:: YOUR TASK ::
Render the rows below as a Markdown table with a Num column for the row number and a Content column for the line, omitting blank lines. Cover every row, and leave the pictures out of the table.

:: DATA FOR THIS EXERCISE ::
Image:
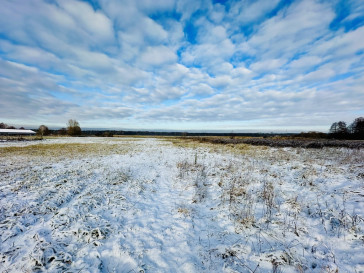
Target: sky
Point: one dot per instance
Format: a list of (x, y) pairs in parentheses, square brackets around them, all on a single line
[(267, 65)]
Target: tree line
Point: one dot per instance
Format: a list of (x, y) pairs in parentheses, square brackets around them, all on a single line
[(340, 130), (73, 129)]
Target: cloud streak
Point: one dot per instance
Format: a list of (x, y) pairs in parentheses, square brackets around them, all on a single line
[(182, 65)]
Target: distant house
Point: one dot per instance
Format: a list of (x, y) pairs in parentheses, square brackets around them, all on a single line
[(16, 132)]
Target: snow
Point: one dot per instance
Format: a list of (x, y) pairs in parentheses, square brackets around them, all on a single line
[(159, 207), (16, 131)]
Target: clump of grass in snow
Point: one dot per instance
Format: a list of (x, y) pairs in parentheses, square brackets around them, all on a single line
[(64, 150)]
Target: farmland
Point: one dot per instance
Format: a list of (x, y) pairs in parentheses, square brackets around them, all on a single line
[(172, 205)]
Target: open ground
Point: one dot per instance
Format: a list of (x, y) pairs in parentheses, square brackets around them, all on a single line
[(176, 205)]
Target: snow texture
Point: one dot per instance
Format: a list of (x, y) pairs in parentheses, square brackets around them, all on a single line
[(161, 207)]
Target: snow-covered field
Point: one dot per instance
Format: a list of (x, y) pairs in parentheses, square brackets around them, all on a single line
[(147, 205)]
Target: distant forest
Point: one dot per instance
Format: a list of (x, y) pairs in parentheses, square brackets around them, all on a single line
[(338, 130)]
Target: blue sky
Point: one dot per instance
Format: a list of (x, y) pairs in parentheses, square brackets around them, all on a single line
[(266, 65)]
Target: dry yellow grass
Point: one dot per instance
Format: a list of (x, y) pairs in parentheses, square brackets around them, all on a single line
[(65, 150)]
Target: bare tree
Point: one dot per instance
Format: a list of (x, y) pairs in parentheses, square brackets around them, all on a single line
[(357, 128)]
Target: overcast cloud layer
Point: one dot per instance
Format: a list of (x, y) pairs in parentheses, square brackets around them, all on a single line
[(157, 64)]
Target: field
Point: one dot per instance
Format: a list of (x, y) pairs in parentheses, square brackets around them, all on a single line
[(174, 205)]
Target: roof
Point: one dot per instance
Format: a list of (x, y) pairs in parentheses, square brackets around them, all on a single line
[(16, 131)]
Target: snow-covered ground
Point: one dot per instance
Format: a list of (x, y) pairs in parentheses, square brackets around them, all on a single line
[(147, 205)]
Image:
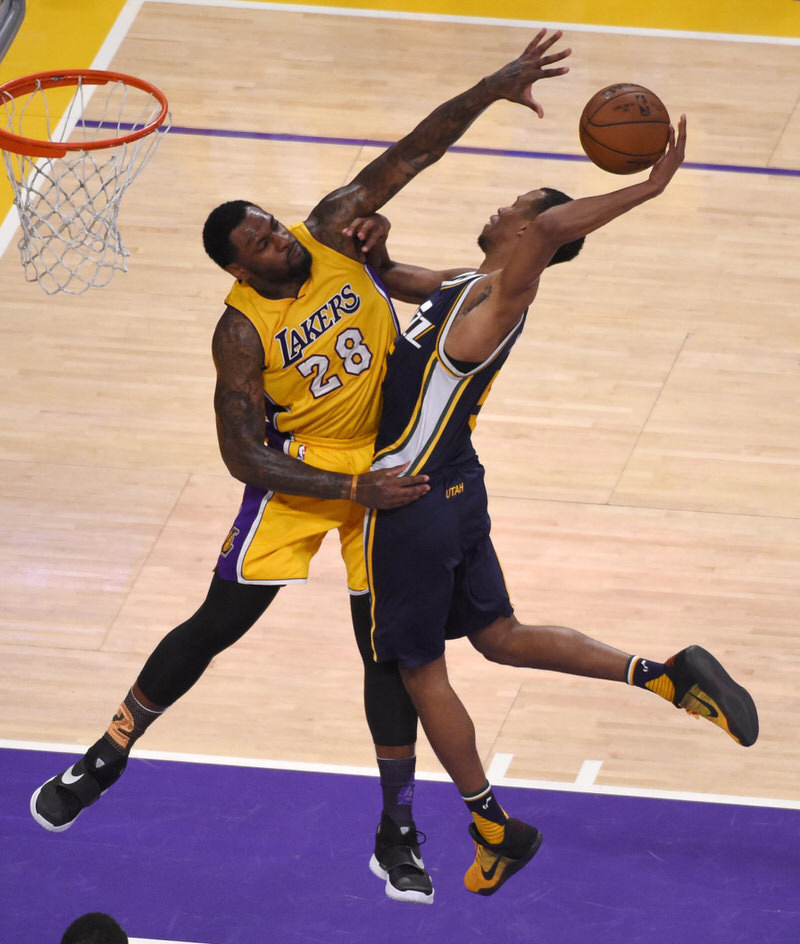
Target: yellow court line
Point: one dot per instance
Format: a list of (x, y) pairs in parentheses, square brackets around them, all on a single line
[(768, 18)]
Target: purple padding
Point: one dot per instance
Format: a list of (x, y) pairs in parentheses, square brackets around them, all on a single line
[(230, 855)]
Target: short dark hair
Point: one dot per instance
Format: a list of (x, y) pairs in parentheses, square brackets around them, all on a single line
[(219, 225), (94, 928), (568, 251)]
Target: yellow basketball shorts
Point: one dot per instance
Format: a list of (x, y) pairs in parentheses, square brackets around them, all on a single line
[(275, 536)]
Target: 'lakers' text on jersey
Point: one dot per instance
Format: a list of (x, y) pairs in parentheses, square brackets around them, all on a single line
[(324, 351), (324, 362)]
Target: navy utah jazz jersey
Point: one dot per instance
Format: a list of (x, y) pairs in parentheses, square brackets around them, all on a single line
[(429, 403)]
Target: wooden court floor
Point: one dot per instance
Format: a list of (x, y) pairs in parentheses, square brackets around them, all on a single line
[(642, 443)]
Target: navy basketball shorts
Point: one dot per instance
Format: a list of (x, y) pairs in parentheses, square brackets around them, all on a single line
[(432, 569)]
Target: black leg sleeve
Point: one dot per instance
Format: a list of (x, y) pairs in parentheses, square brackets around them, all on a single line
[(390, 714), (178, 661)]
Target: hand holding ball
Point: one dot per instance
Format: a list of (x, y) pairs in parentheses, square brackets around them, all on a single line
[(624, 128)]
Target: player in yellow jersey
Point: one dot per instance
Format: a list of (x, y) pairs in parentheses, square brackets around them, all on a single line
[(300, 351)]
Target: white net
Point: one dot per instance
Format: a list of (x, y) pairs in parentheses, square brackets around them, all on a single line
[(69, 206)]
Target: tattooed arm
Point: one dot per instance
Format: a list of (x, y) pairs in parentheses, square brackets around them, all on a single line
[(404, 282), (239, 408), (381, 179), (496, 303)]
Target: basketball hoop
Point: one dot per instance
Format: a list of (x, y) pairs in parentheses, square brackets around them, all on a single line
[(68, 180)]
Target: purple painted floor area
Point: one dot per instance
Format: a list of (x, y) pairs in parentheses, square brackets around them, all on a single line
[(229, 855)]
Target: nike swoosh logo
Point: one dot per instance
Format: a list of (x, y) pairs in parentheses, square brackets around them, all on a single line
[(69, 778), (490, 874), (712, 711)]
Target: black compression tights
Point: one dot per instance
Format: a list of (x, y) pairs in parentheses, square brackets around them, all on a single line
[(229, 610), (391, 716)]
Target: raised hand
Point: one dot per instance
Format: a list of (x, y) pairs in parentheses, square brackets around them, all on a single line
[(513, 81)]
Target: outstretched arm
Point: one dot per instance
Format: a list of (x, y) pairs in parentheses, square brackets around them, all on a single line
[(381, 179), (239, 407)]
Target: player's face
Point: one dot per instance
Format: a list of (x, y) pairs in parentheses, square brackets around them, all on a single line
[(267, 252), (507, 221)]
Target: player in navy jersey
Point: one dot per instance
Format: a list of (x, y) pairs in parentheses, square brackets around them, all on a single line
[(300, 353), (432, 569)]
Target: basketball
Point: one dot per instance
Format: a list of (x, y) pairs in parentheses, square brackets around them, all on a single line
[(624, 128)]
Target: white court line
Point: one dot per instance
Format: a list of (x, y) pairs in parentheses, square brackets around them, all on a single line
[(149, 940), (565, 787), (498, 767), (588, 773), (484, 21)]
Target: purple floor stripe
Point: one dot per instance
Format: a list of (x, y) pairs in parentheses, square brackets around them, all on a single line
[(455, 149), (230, 855)]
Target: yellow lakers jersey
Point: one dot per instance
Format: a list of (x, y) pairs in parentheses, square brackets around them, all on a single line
[(324, 351)]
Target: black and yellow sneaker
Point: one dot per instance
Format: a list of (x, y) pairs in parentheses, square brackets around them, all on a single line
[(703, 688), (495, 863), (397, 860)]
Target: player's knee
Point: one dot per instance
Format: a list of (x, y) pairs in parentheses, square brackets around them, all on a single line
[(496, 641)]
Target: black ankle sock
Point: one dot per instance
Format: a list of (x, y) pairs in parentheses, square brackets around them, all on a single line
[(397, 786), (104, 762)]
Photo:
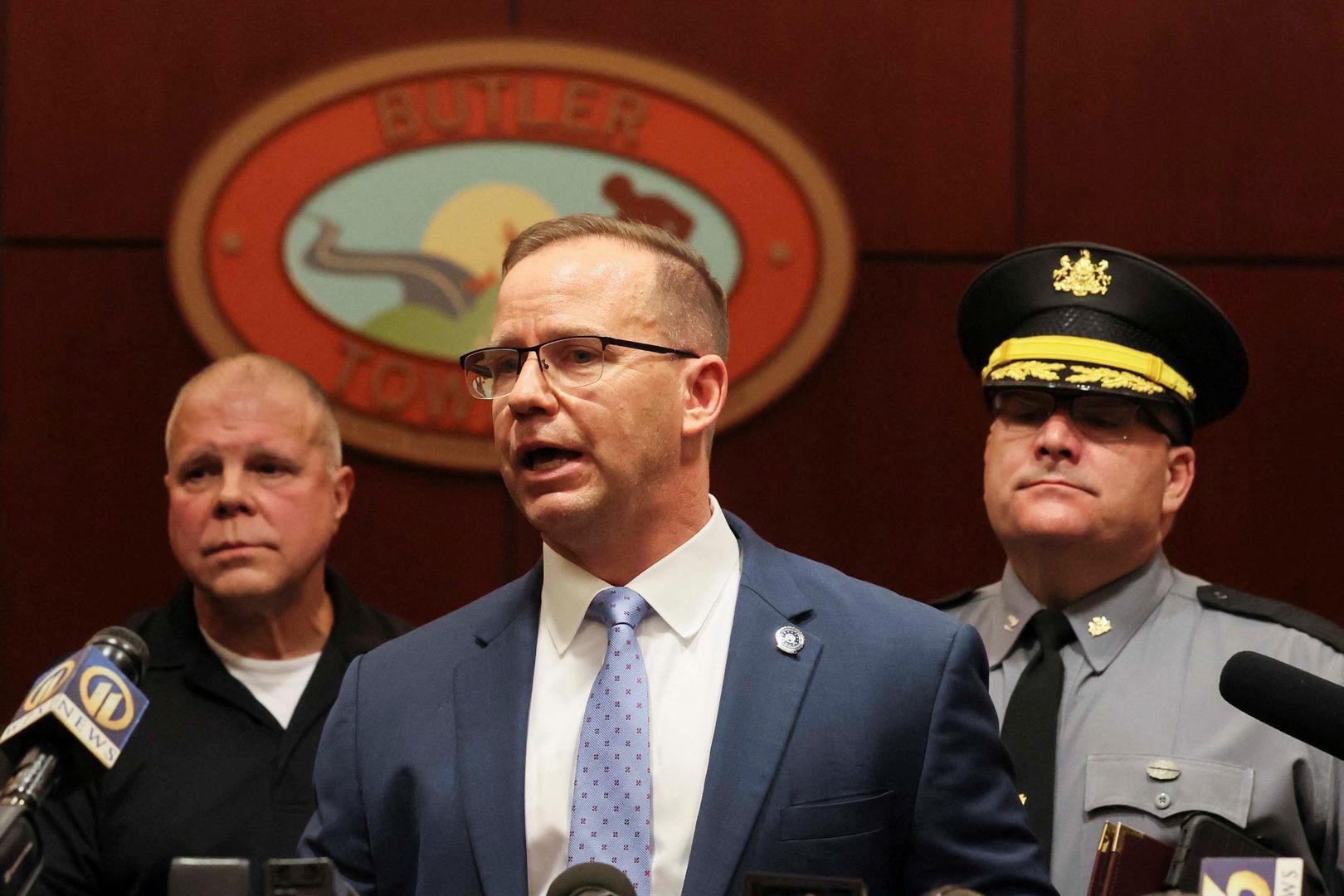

:: TASK OUTPUT ::
| Num | Content |
|---|---|
| 1 | Image: |
| 2 | Target: sky |
| 3 | Point: one dot per instance |
| 4 | Format: a list of (x, y) pairs in parentheses, square brackets around them, all on a single line |
| 5 | [(267, 65)] |
| 6 | Target: tree line |
| 7 | Point: one dot per instance |
| 8 | Format: a list of (x, y) pairs in parentheses, square brackets around them, all on a single line |
| 9 | [(340, 130), (73, 129)] |
| 10 | Target: cloud streak |
| 11 | Point: one dot per instance |
| 12 | Format: a list of (x, y) pairs in parentheses, square brackets around them, all on a single line |
| 13 | [(182, 65)] |
| 14 | Target: distant house |
| 15 | Point: one dot per instance |
| 16 | Format: a list of (x, y) pairs in parentheses, square brackets around them, all on a single line |
| 17 | [(16, 132)] |
| 18 | Target: snow |
| 19 | Point: one dot per instance |
| 20 | Format: a list of (x, y) pairs in parentheses, square brackets around them, all on a single line |
| 21 | [(159, 207), (16, 131)] |
| 22 | Target: clump of grass in snow |
| 23 | Point: one dot per instance |
| 24 | Format: a list of (x, y) pairs in parentheses, square brackets around them, all on a single line |
| 25 | [(64, 150)] |
| 26 | Target: farmland |
| 27 | Point: one dot per instance |
| 28 | Format: a list of (x, y) pairs in parentheses, square brackets around them, all on a single line |
| 29 | [(172, 205)] |
| 30 | Target: open ground |
| 31 | Point: one dot per instance |
| 32 | Format: a list of (x, y) pairs in parentheses, square brackets around them, all on a single line |
| 33 | [(176, 205)] |
| 34 | Target: snow texture |
| 35 | Point: one dot per instance |
| 36 | Format: a list of (x, y) pairs in parentheses, square brackets around them, all on a single line |
| 37 | [(161, 207)] |
| 38 | Target: snow-covered field |
| 39 | Point: one dot per instance |
| 40 | Format: a list of (x, y) pairs in parentheses, square brackets around them, all on a single line |
| 41 | [(147, 205)] |
| 42 | Target: distant forest |
| 43 | Point: one dot per instance |
| 44 | Format: a list of (x, y) pairs in parentheses, square brackets around them, all on a single line |
| 45 | [(338, 130)] |
| 46 | Target: blue sky |
| 47 | Point: one dot per instance |
| 48 | Format: a list of (x, y) pairs in parentheses, square brackets around them, all on a single line |
| 49 | [(266, 65)] |
| 50 | Target: dry yellow grass |
| 51 | Point: one dot per instance |
| 52 | Format: a list of (x, y) pairs in parentheses, square brackets around them, all on a single line |
| 53 | [(65, 150)] |
| 54 | Target: bare tree |
| 55 | Point: one dot per instance |
| 56 | Format: a list of (x, y) pairs in parentheses, square brackets around them, all on a single line |
| 57 | [(357, 128)] |
| 58 | Target: overcast cloud layer |
| 59 | Point: one dot per instance |
| 60 | Format: a list of (x, y) pairs in parentheses, square brackets around them, all on a single line |
| 61 | [(157, 64)] |
| 62 | Target: field |
| 63 | Point: one dot per instance |
| 64 | Format: a list of (x, y) pairs in parentheses, square brackets around them, all on a single line |
| 65 | [(174, 205)] |
| 66 | Target: roof |
| 67 | Point: one dot per instance |
| 68 | Format: a list of (x, y) pairs in parentheses, square brackets around them, all on a single line |
| 69 | [(16, 131)] |
| 70 | Target: snow-covered ground |
| 71 | Point: one dot per instance |
| 72 | Format: a list of (x, y) pairs in parentheses, square brackets around them, all on a single line |
| 73 | [(147, 205)] |
| 74 | Image: |
| 75 | Target: yellow court line |
| 76 | Point: one dot per instance |
| 77 | Format: a list of (x, y) pairs in parentheses, square brackets around them, all on a single line |
| 78 | [(768, 18)] |
| 79 | Target: purple padding |
| 80 | Point: one dot per instance |
| 81 | Format: a list of (x, y) pairs in parentheses, square brackets around them, all on a single line |
| 82 | [(230, 855)] |
| 83 | Target: short dark hair |
| 84 | Point: one dot per instance |
| 85 | Format: a list of (x, y) pairs in parentheses, square brackets around them, all on a single line |
| 86 | [(219, 225), (94, 928), (568, 251)] |
| 87 | Target: yellow basketball shorts |
| 88 | Point: one dot per instance |
| 89 | Format: a list of (x, y) pairs in parentheses, square brackets around them, all on a single line |
| 90 | [(275, 536)] |
| 91 | Target: 'lakers' text on jersey |
| 92 | Point: one dot per instance |
| 93 | Format: a list of (x, y) pairs in parentheses, square brackets around them, all on a single line |
| 94 | [(324, 351), (324, 362)] |
| 95 | Target: navy utah jazz jersey |
| 96 | Point: one dot per instance |
| 97 | Format: a list of (x, y) pairs in parentheses, square brackets around them, all on a single line |
| 98 | [(429, 403)] |
| 99 | Target: wooden court floor |
| 100 | Point: one dot per instance |
| 101 | Format: a list of (x, y) pairs in parentheses, square brackets around them, all on a single line |
| 102 | [(642, 443)] |
| 103 | Target: navy basketball shorts |
| 104 | Point: one dot per instance |
| 105 | Format: a list of (x, y) pairs in parentheses, square brackets around them, all on a single line |
| 106 | [(432, 569)] |
| 107 | Target: black leg sleeve |
| 108 | Point: one dot per instance |
| 109 | Format: a list of (x, y) pairs in parentheses, square brackets around them, all on a single line |
| 110 | [(390, 714), (178, 661)] |
| 111 | Target: hand holding ball |
| 112 | Point: one dot per instance |
| 113 | Format: a list of (x, y) pairs in parentheses, square brackets around them, all on a single line |
| 114 | [(624, 128)] |
| 115 | Target: player in yellow jersey |
| 116 | Point: one dot per instance |
| 117 | Format: a list of (x, y) pairs in parentheses, square brackets around them, all on a single line |
| 118 | [(300, 351)] |
| 119 | Target: white net |
| 120 | Point: one dot per instance |
| 121 | Format: a list of (x, y) pairs in parentheses, square brackets around them, all on a single line |
| 122 | [(69, 206)] |
| 123 | Target: tattooed arm |
| 124 | Point: one dot per instance |
| 125 | Format: a list of (x, y) pairs in parentheses, square brackets around them, all on a single line |
| 126 | [(404, 282), (239, 408), (381, 179), (496, 303)] |
| 127 | Target: basketball hoop |
| 128 | Point: one dot per instance |
| 129 | Format: a list of (x, y) pairs in parentheses, square brackets around them, all on a single line |
| 130 | [(68, 180)] |
| 131 | Target: purple painted floor area |
| 132 | Point: one dot per instance |
| 133 | Format: a list of (x, y) pairs in parentheses, square brackets around them, all on a single line |
| 134 | [(229, 855)] |
| 135 | Target: nike swoosh logo |
| 136 | Point: one dot per instance |
| 137 | Format: a list of (x, y) pairs in parentheses, square brackets around them, all on a single line |
| 138 | [(69, 778), (490, 874), (712, 711)] |
| 139 | Target: black compression tights |
| 140 | Point: one dot per instance |
| 141 | Format: a list of (x, y) pairs in parentheses, square brackets around them, all on a single line |
| 142 | [(229, 610), (391, 716)] |
| 143 | Target: raised hand |
| 144 | Point: one dot per instance |
| 145 | Format: a list of (x, y) pairs in parentheses, square brackets around them, all on a single line |
| 146 | [(513, 81)] |
| 147 | Target: outstretched arm |
| 148 | Point: one dot per instance |
| 149 | Format: a list of (x, y) pairs in parentheses, square brackets around them, all on a single line |
| 150 | [(381, 179), (239, 407)] |
| 151 | Target: player's face |
| 152 | Point: one dot per instance |
| 153 | Format: a list of (x, y) pairs in parentheses, square brackets around them, all on a single line |
| 154 | [(267, 252), (507, 221)] |
| 155 | Target: player in navy jersey |
| 156 | Point: one dot per instance |
| 157 | Format: a list of (x, y) pairs in parentheses, square brackets around them, all on a single line |
| 158 | [(300, 353), (432, 569)] |
| 159 | Target: basketball |
| 160 | Point: one dot per instance |
| 161 | Format: a list of (x, y) pairs in parentheses, square brackets around them, all on a single line |
| 162 | [(624, 128)] |
| 163 | Target: white court line |
| 164 | Point: one dot per instance |
| 165 | Format: a list of (x, y) pairs in parentheses, square brackets around them, all on a single line |
| 166 | [(149, 940), (565, 787), (498, 767), (588, 773), (484, 21)] |
| 167 | Target: purple floor stripe |
| 168 | Point: one dot per instance |
| 169 | Format: a list of (x, y) pairs in parentheses, square brackets around them, all on a single line |
| 170 | [(455, 149), (230, 855)] |
| 171 | Target: yellow lakers jersey |
| 172 | Point: one dot per instance |
| 173 | Format: a list of (x, y) pairs in parentheses, square brackets around them, all on a single line |
| 174 | [(324, 351)] |
| 175 | Target: black and yellow sneaker |
| 176 | Point: one dot per instance |
| 177 | Format: a list of (x, y) pairs in parentheses, square brackets around them, all on a single line |
| 178 | [(703, 688), (495, 863), (397, 860)] |
| 179 | Target: player's knee |
| 180 | Point: one dot per instance |
| 181 | Format: a list of (x, y) pairs in parentheses, square brackets around them, all on a single line |
| 182 | [(496, 641)] |
| 183 | Target: black ankle sock |
| 184 | Point: one dot per instance |
| 185 | Format: a list of (x, y) pairs in parentheses, square brackets around them, all on a single line |
| 186 | [(397, 786), (104, 762)] |
| 187 | Photo: |